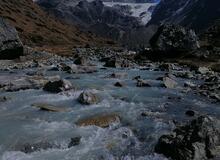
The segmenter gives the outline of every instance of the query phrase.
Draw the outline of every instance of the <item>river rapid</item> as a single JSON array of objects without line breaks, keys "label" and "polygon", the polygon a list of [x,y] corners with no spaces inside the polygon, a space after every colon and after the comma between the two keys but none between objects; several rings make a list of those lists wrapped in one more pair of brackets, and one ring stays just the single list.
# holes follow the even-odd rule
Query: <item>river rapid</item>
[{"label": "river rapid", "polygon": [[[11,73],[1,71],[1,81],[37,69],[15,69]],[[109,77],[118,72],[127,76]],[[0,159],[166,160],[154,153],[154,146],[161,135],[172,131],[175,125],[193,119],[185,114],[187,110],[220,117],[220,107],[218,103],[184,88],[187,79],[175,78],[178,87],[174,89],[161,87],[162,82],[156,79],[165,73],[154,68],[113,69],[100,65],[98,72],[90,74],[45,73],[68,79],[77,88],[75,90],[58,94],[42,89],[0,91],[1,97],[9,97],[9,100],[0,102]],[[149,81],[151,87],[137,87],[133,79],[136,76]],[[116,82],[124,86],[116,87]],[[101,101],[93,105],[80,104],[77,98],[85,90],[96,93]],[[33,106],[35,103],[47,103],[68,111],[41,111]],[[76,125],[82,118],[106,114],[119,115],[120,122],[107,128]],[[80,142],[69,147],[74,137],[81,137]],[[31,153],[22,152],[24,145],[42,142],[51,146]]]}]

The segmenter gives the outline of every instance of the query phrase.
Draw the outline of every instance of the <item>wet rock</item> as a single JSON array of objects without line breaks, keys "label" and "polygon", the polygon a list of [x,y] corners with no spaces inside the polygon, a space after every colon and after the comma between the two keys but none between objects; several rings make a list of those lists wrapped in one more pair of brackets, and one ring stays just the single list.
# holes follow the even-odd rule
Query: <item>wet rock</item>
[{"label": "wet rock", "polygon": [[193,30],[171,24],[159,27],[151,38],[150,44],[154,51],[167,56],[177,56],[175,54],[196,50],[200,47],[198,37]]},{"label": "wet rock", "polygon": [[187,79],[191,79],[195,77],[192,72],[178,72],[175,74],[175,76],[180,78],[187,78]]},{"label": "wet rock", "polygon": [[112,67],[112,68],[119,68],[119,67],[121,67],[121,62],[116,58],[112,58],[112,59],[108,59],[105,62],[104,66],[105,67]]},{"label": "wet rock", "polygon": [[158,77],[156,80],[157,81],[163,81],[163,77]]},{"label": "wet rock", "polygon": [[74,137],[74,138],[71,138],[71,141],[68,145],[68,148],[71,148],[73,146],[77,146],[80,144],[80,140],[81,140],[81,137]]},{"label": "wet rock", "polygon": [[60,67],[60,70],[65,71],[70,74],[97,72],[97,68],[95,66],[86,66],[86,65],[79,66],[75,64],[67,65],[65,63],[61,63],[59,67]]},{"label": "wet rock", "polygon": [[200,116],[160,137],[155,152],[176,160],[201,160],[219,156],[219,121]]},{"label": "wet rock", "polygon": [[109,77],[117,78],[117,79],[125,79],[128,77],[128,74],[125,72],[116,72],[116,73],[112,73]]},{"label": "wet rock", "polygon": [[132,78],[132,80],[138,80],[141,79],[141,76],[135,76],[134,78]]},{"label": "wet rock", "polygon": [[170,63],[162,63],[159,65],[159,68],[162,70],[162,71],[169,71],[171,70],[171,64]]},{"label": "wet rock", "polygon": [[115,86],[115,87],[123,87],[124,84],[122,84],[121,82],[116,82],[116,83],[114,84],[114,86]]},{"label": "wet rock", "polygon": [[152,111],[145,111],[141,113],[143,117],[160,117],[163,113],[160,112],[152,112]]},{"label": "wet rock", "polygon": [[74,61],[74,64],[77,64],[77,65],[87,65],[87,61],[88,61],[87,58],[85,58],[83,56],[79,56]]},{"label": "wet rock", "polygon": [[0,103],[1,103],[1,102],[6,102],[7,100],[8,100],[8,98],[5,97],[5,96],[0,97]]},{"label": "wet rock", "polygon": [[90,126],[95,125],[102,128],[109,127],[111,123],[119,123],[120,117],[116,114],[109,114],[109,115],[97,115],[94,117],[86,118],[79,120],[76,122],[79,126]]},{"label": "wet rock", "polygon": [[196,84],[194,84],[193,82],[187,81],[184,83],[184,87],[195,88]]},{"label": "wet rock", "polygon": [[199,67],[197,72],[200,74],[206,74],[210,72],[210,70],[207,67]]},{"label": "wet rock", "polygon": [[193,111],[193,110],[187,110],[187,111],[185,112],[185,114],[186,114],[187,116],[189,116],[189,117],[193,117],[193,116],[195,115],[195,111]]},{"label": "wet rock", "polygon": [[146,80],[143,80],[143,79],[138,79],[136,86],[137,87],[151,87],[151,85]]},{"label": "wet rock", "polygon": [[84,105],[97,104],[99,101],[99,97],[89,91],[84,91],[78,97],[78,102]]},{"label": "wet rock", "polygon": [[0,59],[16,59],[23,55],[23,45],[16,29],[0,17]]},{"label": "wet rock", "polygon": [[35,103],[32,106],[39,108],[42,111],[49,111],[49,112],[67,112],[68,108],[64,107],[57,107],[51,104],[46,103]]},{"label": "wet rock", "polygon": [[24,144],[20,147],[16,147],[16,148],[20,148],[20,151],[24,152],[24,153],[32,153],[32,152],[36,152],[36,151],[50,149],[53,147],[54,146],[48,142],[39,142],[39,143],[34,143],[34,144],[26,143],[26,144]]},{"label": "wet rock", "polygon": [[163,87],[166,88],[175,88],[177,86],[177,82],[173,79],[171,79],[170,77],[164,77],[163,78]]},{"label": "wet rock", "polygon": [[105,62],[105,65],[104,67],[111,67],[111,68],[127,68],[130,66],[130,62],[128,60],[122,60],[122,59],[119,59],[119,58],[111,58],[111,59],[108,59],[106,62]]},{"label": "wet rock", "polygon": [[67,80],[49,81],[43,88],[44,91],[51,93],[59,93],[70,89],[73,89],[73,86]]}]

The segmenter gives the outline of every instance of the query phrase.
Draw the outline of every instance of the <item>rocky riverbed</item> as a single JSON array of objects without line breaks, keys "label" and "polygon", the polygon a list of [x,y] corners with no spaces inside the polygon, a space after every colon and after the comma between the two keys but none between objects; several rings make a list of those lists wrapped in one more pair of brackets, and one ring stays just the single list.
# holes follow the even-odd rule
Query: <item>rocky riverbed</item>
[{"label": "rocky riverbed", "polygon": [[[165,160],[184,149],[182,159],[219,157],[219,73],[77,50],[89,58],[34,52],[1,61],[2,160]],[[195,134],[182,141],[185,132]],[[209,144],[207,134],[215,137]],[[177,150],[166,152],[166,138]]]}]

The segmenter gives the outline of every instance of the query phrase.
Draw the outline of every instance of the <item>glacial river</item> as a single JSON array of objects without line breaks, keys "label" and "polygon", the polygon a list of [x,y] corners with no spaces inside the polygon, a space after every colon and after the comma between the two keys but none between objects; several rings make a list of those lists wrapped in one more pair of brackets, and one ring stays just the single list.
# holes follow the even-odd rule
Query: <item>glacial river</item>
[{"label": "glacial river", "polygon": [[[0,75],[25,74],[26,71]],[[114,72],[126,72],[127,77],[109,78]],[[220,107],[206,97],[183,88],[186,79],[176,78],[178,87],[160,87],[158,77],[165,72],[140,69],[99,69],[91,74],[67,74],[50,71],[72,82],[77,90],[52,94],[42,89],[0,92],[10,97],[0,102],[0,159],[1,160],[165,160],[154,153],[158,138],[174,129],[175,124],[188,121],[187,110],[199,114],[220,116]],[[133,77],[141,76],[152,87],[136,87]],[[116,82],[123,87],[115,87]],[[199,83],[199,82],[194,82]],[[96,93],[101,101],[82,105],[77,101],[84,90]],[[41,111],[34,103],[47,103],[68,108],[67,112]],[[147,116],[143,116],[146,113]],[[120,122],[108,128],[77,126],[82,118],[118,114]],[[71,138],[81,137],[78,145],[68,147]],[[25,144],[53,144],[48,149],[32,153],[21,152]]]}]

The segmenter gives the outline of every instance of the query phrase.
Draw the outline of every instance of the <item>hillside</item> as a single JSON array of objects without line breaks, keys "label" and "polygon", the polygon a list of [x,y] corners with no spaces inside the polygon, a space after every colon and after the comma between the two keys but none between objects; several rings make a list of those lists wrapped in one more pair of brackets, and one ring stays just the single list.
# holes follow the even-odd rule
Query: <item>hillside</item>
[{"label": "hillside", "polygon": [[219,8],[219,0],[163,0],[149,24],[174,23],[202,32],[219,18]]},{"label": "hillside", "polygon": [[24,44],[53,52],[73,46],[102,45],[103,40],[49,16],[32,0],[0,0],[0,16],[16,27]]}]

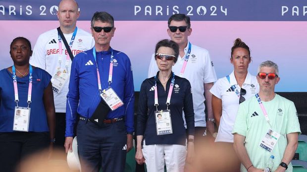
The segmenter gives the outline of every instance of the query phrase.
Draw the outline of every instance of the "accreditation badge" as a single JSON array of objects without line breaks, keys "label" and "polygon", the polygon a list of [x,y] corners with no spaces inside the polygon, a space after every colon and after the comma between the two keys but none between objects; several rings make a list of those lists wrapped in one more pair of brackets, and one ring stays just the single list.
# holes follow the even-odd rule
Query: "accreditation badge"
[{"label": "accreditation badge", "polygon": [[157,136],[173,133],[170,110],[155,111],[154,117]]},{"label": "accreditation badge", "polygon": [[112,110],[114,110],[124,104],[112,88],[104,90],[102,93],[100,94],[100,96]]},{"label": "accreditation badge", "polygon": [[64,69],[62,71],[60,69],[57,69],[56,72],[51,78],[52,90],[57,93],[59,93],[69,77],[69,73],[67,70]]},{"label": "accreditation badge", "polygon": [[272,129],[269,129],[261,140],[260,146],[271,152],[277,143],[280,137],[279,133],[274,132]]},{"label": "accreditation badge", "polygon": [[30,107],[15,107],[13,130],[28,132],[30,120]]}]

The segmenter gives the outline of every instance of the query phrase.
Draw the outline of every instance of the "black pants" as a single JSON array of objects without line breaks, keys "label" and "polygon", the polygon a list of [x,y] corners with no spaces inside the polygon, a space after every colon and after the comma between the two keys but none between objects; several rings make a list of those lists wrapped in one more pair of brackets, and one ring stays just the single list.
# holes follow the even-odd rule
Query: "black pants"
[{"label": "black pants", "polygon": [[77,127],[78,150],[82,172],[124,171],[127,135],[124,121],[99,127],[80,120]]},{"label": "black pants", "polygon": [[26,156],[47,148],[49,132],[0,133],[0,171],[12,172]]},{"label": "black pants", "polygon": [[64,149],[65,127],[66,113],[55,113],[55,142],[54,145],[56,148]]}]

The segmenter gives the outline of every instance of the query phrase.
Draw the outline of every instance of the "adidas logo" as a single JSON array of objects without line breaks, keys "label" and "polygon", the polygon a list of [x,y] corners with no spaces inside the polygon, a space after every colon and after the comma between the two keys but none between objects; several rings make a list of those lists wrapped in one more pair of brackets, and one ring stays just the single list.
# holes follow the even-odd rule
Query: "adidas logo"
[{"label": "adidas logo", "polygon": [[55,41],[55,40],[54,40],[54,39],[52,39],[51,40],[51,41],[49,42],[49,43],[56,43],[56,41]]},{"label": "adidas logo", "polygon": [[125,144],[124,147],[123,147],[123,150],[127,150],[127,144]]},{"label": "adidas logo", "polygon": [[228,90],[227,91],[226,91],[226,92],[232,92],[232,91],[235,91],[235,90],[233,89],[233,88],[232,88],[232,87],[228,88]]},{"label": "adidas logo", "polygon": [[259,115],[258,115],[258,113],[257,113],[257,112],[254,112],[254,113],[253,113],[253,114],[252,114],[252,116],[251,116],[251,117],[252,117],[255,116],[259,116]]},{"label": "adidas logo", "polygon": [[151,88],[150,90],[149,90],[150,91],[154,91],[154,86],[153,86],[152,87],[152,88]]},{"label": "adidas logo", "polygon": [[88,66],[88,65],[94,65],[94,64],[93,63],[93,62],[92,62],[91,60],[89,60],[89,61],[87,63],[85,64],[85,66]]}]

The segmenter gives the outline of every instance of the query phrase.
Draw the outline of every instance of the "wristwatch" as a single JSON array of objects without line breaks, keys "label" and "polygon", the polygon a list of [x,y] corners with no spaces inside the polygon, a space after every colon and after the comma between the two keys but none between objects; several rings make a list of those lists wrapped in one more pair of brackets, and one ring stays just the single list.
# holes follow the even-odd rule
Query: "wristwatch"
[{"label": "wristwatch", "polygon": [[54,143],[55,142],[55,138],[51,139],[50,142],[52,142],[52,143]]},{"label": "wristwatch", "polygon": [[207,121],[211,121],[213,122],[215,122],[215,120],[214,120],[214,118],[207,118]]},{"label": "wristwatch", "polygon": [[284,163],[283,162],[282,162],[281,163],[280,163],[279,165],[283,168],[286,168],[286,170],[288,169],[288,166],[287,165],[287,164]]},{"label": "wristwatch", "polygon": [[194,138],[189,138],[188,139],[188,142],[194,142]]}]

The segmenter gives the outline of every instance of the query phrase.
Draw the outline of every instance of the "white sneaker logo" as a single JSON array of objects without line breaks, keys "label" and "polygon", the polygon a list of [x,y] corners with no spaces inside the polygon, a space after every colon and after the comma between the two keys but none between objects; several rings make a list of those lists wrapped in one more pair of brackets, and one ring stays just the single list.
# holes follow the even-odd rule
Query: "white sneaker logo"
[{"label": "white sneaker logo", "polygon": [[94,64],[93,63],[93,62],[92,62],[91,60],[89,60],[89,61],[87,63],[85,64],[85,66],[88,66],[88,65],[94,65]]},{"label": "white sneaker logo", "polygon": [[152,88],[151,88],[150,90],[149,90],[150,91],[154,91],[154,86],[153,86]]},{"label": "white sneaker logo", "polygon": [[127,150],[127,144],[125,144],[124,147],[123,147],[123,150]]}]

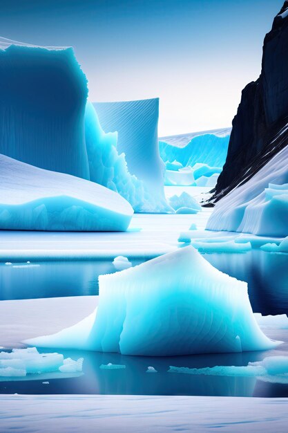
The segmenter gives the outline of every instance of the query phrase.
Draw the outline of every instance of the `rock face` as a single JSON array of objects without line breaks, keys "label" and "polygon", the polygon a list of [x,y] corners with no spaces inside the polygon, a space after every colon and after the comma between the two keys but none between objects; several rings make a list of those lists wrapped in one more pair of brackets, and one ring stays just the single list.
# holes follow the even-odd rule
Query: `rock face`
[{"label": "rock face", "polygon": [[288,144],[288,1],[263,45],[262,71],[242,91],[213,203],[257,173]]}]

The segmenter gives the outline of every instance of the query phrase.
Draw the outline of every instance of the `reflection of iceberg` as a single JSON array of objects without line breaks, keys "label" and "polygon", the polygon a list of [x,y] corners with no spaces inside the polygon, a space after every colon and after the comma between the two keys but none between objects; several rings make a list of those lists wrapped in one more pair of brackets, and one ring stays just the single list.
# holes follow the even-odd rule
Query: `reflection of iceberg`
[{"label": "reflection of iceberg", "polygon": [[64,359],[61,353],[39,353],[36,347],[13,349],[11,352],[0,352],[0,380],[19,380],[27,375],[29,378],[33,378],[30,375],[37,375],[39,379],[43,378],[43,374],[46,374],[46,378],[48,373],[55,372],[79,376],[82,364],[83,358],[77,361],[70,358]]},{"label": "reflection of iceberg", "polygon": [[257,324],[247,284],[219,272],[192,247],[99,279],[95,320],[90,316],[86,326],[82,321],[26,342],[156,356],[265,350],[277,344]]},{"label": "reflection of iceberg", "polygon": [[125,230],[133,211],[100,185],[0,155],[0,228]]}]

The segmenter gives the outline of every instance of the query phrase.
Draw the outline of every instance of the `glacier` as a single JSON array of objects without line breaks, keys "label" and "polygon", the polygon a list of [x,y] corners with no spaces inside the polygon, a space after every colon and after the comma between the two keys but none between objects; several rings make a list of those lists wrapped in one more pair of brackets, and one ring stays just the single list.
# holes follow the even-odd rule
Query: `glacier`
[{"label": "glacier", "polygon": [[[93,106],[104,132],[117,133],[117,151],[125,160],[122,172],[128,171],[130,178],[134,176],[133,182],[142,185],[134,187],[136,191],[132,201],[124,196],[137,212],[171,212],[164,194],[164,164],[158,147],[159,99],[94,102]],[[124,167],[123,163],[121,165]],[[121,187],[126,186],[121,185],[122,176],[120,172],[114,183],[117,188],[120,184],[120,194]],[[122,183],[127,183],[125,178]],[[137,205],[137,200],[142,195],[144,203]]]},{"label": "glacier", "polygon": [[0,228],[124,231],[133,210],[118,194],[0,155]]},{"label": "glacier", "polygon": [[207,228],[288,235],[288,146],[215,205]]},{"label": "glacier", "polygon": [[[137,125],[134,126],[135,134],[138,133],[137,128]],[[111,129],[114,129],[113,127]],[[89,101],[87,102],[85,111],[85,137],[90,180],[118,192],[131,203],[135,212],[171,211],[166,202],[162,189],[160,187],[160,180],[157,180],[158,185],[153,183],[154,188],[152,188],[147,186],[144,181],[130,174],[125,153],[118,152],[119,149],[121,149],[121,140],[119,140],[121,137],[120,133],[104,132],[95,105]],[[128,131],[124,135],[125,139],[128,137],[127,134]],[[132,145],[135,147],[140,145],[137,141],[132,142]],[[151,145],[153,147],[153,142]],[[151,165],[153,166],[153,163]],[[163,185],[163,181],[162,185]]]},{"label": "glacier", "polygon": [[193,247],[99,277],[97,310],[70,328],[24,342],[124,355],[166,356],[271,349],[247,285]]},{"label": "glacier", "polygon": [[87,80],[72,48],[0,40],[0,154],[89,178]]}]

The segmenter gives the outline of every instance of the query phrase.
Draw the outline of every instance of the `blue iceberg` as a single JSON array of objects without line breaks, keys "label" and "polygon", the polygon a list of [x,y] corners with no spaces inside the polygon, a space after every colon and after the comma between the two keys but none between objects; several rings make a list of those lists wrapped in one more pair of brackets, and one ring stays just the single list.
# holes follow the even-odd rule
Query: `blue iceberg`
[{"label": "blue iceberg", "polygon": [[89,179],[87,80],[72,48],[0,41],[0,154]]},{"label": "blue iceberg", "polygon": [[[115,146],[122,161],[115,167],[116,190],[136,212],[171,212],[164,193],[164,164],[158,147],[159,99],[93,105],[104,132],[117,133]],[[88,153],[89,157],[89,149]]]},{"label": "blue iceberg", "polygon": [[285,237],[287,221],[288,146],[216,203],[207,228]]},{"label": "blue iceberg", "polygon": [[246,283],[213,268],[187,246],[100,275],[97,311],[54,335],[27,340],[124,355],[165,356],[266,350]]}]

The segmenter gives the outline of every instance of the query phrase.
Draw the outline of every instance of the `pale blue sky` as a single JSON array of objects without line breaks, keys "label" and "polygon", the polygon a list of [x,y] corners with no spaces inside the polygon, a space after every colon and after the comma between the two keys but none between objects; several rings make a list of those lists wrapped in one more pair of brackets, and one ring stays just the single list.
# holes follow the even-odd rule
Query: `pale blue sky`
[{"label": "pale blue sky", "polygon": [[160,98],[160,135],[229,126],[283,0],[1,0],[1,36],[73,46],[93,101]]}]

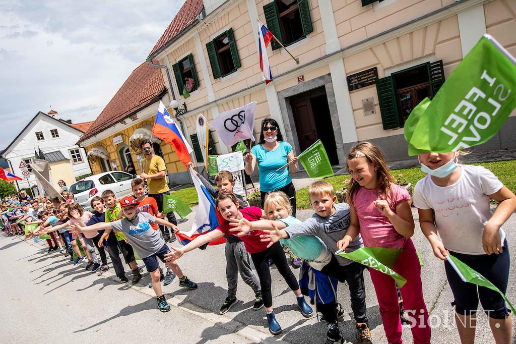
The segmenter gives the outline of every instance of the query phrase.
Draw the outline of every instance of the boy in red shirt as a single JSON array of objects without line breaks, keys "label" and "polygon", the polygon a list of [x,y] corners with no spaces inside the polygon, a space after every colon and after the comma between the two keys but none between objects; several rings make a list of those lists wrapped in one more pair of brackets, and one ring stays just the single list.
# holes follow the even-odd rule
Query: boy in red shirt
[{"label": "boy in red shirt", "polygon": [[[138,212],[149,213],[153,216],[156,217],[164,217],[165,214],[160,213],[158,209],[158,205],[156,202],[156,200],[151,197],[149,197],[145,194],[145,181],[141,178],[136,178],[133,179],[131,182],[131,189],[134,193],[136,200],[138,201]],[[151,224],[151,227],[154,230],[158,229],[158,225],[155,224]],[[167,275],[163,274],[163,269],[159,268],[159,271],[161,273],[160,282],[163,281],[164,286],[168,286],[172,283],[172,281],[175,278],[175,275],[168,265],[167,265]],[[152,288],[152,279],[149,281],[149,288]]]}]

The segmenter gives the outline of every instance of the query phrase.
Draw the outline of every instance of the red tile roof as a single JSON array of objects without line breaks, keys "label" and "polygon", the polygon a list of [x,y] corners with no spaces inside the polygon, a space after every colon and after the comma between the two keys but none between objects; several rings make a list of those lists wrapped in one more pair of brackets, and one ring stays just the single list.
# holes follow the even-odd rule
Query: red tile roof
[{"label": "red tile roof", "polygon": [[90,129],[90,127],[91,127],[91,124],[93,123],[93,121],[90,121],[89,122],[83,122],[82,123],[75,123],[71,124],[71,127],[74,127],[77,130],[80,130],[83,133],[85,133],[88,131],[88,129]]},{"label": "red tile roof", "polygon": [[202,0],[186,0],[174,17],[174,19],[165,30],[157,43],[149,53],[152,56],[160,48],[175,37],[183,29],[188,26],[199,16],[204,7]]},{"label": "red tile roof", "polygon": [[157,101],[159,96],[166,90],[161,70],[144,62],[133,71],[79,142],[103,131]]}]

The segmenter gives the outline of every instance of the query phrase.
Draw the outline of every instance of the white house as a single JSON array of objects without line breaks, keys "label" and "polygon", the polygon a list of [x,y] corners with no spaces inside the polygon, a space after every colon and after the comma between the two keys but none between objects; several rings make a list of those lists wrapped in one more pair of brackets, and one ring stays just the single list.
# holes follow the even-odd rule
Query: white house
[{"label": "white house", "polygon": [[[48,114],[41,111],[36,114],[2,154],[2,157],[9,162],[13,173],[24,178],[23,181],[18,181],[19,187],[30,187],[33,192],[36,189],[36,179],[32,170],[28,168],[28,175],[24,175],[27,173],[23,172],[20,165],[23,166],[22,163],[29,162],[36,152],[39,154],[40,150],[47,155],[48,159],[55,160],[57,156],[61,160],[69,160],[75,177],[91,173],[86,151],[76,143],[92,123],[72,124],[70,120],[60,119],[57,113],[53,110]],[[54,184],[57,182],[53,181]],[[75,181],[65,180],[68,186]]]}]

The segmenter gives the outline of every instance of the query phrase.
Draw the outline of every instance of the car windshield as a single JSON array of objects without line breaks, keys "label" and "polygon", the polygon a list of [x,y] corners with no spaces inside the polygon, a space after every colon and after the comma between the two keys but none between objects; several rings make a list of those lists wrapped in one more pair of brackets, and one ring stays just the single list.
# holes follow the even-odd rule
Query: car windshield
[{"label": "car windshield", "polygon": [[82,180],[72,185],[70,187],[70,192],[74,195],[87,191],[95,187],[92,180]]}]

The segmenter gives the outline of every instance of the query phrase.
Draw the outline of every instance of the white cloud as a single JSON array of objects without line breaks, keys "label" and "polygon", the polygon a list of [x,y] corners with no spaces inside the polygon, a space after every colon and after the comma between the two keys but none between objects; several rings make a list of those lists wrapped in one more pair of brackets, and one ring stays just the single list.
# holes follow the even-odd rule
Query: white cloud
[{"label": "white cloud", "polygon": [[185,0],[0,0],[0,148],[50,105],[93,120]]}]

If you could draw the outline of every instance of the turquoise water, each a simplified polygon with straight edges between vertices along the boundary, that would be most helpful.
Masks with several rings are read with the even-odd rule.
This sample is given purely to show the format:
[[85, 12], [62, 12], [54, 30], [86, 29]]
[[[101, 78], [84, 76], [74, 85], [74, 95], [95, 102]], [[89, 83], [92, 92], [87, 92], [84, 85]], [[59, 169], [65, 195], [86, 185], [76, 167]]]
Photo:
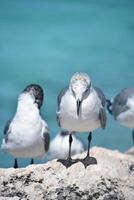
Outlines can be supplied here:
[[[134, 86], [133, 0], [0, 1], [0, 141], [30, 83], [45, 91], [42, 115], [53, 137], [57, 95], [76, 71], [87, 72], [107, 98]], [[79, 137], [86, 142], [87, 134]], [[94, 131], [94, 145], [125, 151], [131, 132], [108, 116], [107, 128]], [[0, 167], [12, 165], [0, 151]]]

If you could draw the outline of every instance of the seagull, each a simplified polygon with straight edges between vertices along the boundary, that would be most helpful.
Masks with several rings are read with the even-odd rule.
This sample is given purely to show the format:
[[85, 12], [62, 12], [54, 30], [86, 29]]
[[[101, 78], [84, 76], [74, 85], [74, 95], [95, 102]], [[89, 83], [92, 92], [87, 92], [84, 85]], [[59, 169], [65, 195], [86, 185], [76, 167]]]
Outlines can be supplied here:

- **What the task requires**
Leave out every picture and write out exactly the lines running from the line containing "of the turquoise" to the end of the listing above.

- **Exercise solution**
If you could draw the outline of every instance of the turquoise water, each a simplified polygon with straight edges between vertices along the boundary, that would be most helpful.
Masks with several rings are read with the even-odd rule.
This sample is given purely to show the format:
[[85, 12], [62, 12], [54, 30], [86, 29]]
[[[101, 78], [84, 76], [74, 85], [74, 95], [95, 102]], [[89, 83], [92, 92], [87, 92], [84, 85]], [[59, 169], [65, 195], [86, 185], [76, 167]]]
Photo:
Outlines can be supplied here:
[[[134, 86], [133, 0], [0, 1], [0, 141], [30, 83], [45, 91], [42, 115], [53, 137], [57, 95], [76, 71], [87, 72], [107, 98]], [[79, 137], [86, 142], [87, 134]], [[94, 131], [94, 145], [125, 151], [131, 132], [108, 116], [107, 128]], [[0, 167], [12, 165], [0, 151]]]

If you could draw the outline of every instance of the seagull, each a simplified polygon with straight edges between vertices along the boundary, that would be most helpful.
Masks with several rings are read with the even-odd rule.
This sample is given purely to show the format:
[[85, 12], [62, 12], [54, 30], [86, 29]]
[[[101, 78], [84, 76], [74, 85], [74, 95], [95, 102]], [[89, 83], [92, 92], [87, 92], [84, 85]], [[59, 169], [65, 195], [86, 185], [76, 167]]]
Outlines can be supplied here:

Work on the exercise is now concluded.